• TEXTE EXTRAIT
________________
Dans une autre séquence de "Cinq nouvelles du cerveau", le neuroscientifique genevois Alexandre Pouget échange autour d’un café avec son fils Hadrien, étudiant en IA à l'Université d'Oxford, sur la disparition de l’espèce humaine: "S'agira-t-il d'une extinction de masse, comme on l'a déjà vu dans l'histoire de l'évolution? La transition sera douloureuse pour cette génération. Mais ce processus sera peut-être plus graduel, on disparaîtra lentement, remplacés par la prochaine vague de systèmes intelligents. Je ne vois aucune raison d'empêcher cela. C’est la nature à l'œuvre", se demande le chercheur.
Une technologie capable de nous faire disparaître
Bertrand Kiefer, rédacteur en chef de la Revue Médicale Suisse, suit de près les enjeux liés au développement de l’IA. Pour ce médecin et éthicien, il faut réfléchir à ce que nous amène cette technologie, comment elle influence nos vies, ce qu’implique la concentration des pouvoirs qui la dirigent et quels risques cela représente. "En Suisse, on vote sur tout: l’avortement, les embryons, etc... Il existe un grand nombre de commissions d’éthique. Mais pour le développement de l’IA, on est comme tétanisés par le sujet. On ne soumet pas à la réflexion une technologie qui influence pourtant profondément nos vies et qui, à terme, est capable de nous faire disparaître."
Bertrand Kiefer, médecin et éthicien, réagit au documentaire "Cinq nouvelles du cerveau":
La responsabilité d’une technologie aussi puissante ne devrait pas être laissée entre quelques mains.
Les scientifiques font les découvertes mais lorsqu’on industrialise une technologie, c’est le business qui prend les rênes. Pour Bertrand Kiefer, il est urgent de réfléchir à définir un cadre qui stimule la réflexion sur la place de l’IA dans nos vies. "Nous devons réintroduire de la transparence, de la délibération, de la responsabilité dans l’intelligence artificielle. Il y a tellement d’argent en jeu que ça paraît impossible. Mais c’est un enjeu fondamental." L’éthicien déplore qu'un petit nombre de multinationales commercialisent le savoir et décident de ce qu’il faut en faire. "L’emprise du Big Data sur nos vies est déjà très importante; des limites doivent être fixées et la responsabilité d’une technologie aussi puissante ne devrait pas être laissée entre quelques mains."
________________
[Données d'ancrage d'objets en langage naturel]
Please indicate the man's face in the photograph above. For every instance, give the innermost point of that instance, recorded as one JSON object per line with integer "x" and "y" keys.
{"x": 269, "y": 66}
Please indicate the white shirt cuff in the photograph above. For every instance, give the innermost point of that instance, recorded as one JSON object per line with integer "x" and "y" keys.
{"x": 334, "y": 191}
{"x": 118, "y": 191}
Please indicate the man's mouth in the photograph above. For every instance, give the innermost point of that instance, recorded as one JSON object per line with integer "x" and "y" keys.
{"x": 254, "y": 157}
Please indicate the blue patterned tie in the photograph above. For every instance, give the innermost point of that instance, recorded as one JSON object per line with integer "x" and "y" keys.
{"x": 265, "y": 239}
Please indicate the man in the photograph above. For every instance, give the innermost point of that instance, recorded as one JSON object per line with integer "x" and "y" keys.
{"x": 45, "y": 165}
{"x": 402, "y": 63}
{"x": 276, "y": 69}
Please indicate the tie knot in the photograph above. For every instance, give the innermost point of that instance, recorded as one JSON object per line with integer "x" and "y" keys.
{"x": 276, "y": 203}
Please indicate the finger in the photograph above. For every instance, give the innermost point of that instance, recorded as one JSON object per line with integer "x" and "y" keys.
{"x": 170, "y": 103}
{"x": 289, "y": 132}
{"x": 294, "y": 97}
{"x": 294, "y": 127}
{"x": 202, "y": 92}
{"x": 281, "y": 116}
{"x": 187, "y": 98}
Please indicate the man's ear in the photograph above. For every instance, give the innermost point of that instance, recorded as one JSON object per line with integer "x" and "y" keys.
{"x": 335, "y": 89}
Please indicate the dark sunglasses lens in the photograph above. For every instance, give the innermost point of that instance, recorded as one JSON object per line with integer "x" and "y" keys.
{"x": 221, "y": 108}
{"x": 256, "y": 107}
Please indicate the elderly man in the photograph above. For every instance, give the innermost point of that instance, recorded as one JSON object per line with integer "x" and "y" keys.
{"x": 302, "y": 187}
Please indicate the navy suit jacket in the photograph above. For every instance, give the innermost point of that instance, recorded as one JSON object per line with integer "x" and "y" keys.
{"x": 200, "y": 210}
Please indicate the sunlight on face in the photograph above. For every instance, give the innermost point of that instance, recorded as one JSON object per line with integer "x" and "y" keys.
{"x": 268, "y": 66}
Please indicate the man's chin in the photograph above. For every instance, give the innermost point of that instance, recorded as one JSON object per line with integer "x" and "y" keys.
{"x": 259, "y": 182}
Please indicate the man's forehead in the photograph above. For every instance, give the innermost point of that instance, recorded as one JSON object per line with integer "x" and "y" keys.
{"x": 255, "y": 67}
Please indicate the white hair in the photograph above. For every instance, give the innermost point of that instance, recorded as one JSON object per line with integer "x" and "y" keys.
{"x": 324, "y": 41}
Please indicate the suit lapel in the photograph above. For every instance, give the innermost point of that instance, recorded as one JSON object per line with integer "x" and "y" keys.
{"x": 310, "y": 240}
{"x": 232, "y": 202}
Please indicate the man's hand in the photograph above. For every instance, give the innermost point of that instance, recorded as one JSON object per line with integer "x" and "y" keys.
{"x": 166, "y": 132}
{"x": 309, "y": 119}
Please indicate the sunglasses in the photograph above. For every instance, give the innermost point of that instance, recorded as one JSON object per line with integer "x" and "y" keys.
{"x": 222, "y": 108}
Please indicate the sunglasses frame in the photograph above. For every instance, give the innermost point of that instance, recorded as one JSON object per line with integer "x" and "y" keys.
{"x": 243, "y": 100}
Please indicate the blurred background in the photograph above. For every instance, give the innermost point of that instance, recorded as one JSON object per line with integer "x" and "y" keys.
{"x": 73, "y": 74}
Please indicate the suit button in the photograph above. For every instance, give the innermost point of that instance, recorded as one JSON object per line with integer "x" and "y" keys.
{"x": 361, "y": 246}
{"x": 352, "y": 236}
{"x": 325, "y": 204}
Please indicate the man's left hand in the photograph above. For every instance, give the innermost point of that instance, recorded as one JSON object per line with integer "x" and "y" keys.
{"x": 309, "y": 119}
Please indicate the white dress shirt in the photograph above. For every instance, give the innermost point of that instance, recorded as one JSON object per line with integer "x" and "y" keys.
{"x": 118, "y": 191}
________________
• ACTIVITÉS
[1] Selon l'extrait, quel poste Bertrand Kiefer occupe-t-il à la Revue Médicale Suisse ?
[2] Énumérez tout ce que, d'après Bertrand Kiefer dans l'extrait, il faut réintroduire dans l'intelligence artificielle.
[3] Tirez de l'extrait le passage qui va de «Dans une autre» jusqu'à «demande le chercheur.» inclus.
Les lignes n'ont aucun lien avec l'extrait.

• LISTE DES RÉPONSES
[1] Il en est le rédacteur en chef.

[2] La transparence, la délibération et la responsabilité.

[3]
Dans une autre séquence de "Cinq nouvelles du cerveau", le neuroscientifique genevois Alexandre Pouget échange autour d’un café avec son fils Hadrien, étudiant en IA à l'Université d'Oxford, sur la disparition de l’espèce humaine: "S'agira-t-il d'une extinction de masse, comme on l'a déjà vu dans l'histoire de l'évolution? La transition sera douloureuse pour cette génération. Mais ce processus sera peut-être plus graduel, on disparaîtra lentement, remplacés par la prochaine vague de systèmes intelligents. Je ne vois aucune raison d'empêcher cela. C’est la nature à l'œuvre", se demande le chercheur.